───── Given data ─────
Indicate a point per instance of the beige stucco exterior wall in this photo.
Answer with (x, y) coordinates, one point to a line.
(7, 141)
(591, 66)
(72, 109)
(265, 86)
─────
What to do:
Copy out the listing above line for line, with no changes.

Answer below:
Indicate a point per instance of the beige stucco exterior wall in this photo.
Answer with (x, y) coordinates, one point to a line.
(7, 141)
(591, 66)
(72, 109)
(265, 86)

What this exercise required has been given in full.